Pull every line from the listing below and reproduce each one verbatim, in the same order.

Given records:
┌────────

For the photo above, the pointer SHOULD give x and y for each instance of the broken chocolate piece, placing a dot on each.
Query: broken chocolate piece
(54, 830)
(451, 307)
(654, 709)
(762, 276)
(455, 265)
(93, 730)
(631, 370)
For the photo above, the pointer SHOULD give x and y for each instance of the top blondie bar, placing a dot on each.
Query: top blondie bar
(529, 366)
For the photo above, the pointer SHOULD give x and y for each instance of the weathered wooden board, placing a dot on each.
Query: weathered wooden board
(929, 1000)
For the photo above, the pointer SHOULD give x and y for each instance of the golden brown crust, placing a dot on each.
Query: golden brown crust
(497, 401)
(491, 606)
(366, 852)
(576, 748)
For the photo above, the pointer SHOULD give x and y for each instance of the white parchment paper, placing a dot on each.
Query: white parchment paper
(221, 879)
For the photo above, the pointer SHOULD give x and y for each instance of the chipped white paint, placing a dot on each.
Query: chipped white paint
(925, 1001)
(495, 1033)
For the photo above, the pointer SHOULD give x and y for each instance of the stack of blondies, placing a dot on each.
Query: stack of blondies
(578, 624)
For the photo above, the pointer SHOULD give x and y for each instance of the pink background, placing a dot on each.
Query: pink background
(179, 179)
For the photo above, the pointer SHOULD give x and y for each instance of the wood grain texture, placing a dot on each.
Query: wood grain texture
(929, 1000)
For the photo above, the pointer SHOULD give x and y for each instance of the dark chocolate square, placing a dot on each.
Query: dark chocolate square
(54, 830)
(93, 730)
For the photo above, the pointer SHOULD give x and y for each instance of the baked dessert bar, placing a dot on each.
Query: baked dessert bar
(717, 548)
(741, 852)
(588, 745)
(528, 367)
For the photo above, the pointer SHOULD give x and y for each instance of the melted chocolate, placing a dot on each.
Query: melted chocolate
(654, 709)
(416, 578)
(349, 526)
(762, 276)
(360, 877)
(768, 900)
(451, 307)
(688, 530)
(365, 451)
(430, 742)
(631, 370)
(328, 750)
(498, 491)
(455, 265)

└────────

Output for this exercise:
For the photo above, the pointer SHOULD give x and y for each instance of the broken chocolate piece, placing a dot on each.
Query: broken chocolate piece
(54, 830)
(451, 307)
(654, 709)
(762, 276)
(455, 265)
(93, 730)
(631, 370)
For the photo above, the pointer SHOULD give x and y for each instance of the top blondie bar, placing a dot on each.
Query: top blondie bar
(529, 366)
For the photo above, the pointer SHOULD give x and y for each instance of the weathered wooden board, placing a dot on each.
Query: weathered wooden board
(929, 1000)
For the photo above, the pointer SHOULD give x and y for each instance of the golden brown crust, placing a dot on each.
Query: golden brown crust
(497, 401)
(491, 606)
(366, 852)
(576, 748)
For the photo above, the pointer SHOULD give x and y for each instance of the white parchment paper, placing a dot on each.
Query: white parchment paper
(221, 879)
For the photo above, the pointer SHOULD give x and y for each instance of the chipped white paint, placing a dot on each.
Query: chipped white paint
(925, 1001)
(495, 1033)
For the photo above, the pointer SHOULD give x and y for each instance of the stack of blondies, placing a dot on each.
Query: stack of blondies
(578, 624)
For the photo above, the pointer SHOULD give x and y for each instance of the pink background, placing a dot on each.
Query: pink background
(179, 179)
For the photo above, the pointer SHOULD give x and y for each instance of the wood grain texture, placing a dot on each.
Query: wood grain texture
(929, 1000)
For the photo above, the pointer SHOULD give x and y for each instance of the dark chocolate square, placing a dot on each.
Query: dark chocolate square
(54, 830)
(93, 730)
For the photo above, the pointer SHOULD give x and y for each instance of the baked dessert bar, placing a dot on each.
Query: baked dessert bar
(717, 548)
(741, 852)
(588, 745)
(528, 367)
For the photo above, the pointer SHOULD give x and y for each instance of the melted chocolate, placing a dot on each.
Query: melted chocolate
(654, 709)
(416, 578)
(349, 526)
(762, 276)
(360, 877)
(768, 900)
(451, 307)
(688, 530)
(365, 451)
(430, 742)
(631, 370)
(328, 750)
(498, 491)
(455, 265)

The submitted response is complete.